PASSAGE PROVIDED:
====

So far I have argued that, in Principles of Social Reconstruction, Russell at least dallies with the view that the way of life he believes in is the one which the id will adopt once it is freed from the corrupting influences of superstition and indoctrination. But, for all his lauding of “impulses”, his “principle of growth within” is not quite Freud’s id. Sometimes at least he seems to be putting forward the more moderate view that his version of the good life is the one that will result if the demands of the id are modified by nothing but the demands of reality. This gives us ample ground for rejecting superstition; and indoctrination, too, so far as it is unsupported by valid argument. Moreover, it provides justification for the scientific outlook, and the open, enquiring attitude of mind, which is necessary if we are to know what the reality-principle really does enjoin upon us.

====

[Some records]
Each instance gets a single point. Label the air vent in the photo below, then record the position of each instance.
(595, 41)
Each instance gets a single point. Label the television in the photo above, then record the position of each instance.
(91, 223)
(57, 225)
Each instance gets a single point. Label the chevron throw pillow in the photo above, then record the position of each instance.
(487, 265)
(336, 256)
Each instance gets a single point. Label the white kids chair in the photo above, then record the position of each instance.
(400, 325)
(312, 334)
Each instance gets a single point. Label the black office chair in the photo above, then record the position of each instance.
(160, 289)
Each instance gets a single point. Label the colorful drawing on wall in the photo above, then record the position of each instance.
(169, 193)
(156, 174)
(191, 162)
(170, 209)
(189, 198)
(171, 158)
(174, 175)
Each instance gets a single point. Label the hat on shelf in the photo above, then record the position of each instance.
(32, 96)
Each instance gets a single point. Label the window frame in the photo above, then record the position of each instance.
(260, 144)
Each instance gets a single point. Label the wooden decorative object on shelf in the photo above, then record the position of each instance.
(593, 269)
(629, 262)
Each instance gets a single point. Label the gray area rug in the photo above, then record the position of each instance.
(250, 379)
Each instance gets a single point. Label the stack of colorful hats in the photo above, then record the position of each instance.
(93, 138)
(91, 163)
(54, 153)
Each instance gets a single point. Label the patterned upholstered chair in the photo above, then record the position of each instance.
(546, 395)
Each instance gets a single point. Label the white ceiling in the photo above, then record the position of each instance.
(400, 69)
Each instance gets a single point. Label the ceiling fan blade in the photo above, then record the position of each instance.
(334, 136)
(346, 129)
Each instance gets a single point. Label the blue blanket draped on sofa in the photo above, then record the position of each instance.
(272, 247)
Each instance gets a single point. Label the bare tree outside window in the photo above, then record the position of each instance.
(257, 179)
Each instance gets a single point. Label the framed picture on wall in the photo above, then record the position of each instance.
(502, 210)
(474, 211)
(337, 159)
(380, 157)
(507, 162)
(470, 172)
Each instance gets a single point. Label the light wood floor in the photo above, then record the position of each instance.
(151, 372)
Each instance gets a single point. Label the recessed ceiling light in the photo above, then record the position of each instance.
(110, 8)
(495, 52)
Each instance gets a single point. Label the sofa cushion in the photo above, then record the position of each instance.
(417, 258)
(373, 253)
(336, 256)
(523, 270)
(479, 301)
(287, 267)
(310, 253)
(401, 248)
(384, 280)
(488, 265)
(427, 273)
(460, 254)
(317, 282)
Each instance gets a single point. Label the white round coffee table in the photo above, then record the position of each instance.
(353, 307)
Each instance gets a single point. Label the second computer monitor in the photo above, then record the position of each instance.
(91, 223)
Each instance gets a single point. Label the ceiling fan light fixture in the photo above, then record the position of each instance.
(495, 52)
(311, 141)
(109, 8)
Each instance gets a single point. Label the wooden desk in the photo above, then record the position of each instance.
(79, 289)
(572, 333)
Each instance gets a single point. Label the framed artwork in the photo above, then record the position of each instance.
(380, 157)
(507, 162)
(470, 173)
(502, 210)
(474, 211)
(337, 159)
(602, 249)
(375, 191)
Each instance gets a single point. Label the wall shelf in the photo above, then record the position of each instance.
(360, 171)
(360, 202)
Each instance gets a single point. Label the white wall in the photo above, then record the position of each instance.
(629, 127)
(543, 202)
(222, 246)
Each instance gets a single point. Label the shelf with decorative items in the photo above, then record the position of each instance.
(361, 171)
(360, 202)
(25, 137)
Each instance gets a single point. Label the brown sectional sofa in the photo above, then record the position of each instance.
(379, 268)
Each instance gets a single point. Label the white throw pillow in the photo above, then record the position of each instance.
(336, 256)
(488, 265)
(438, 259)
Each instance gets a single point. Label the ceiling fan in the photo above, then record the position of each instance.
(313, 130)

====

TASKS TO COMPLETE:
• 1. In the passage on Russell, copy out word for word the stretch starting with "So far I have" and going on through "enjoin upon us.".
• 2. Write the next part of the passage on Russell's Principles of Social Reconstruction, picking up after its final sentence.

ANSWERS FOR THIS EXERCISE:
• 1.
So far I have argued that, in Principles of Social Reconstruction, Russell at least dallies with the view that the way of life he believes in is the one which the id will adopt once it is freed from the corrupting influences of superstition and indoctrination. But, for all his lauding of “impulses”, his “principle of growth within” is not quite Freud’s id. Sometimes at least he seems to be putting forward the more moderate view that his version of the good life is the one that will result if the demands of the id are modified by nothing but the demands of reality. This gives us ample ground for rejecting superstition; and indoctrination, too, so far as it is unsupported by valid argument. Moreover, it provides justification for the scientific outlook, and the open, enquiring attitude of mind, which is necessary if we are to know what the reality-principle really does enjoin upon us.

• 2.
A rational morality will, on this view, take the maximum possible satisfaction of desire as its aim. It will recognize the need to suppress some impulses: when they conflict with too many others, or when the nature of the external world (including the demands of other men) makes their realization impossible; but it will also recognize, more fully than the earlier utilitarians did, that the suppression of impulse is a very potent source of misery. And for that reason the alleged demands of the external world must be scrutinized very carefully. Many of the alleged facts which have been advanced in the past as reasons for repressing impulse can be shown not to be facts at all. And many of the restrictions imposed by other men can be shown to be quite unnecessary for the happiness of those men.
All this fits in well enough, up to a point, with Russell’s beliefs: with his advocacy of tolerance and freedom, his impatience with asceticism considered as an end in itself. Certainly it is much more in accordance with his whole-hearted belief in reason than the other view we have been considering. But it is doubtful if he is really prepared to accept all its implications. For one of Russell’s fundamental beliefs is that we ought to desire the good life for others as well as for ourselves; and the view we are considering does not really justify this belief. The tolerance and freedom it justifies is, after all, tolerance and freedom for oneself, not necessarily for other people. It is true that we must, in accordance with the reality principle, pay attention to other men’s search for happiness as well as our own; but only so far as they will make things unpleasant for us if we don’t. For the only rational ground we have found for action is still the satisfaction of desire: our own desire, not anyone else’s.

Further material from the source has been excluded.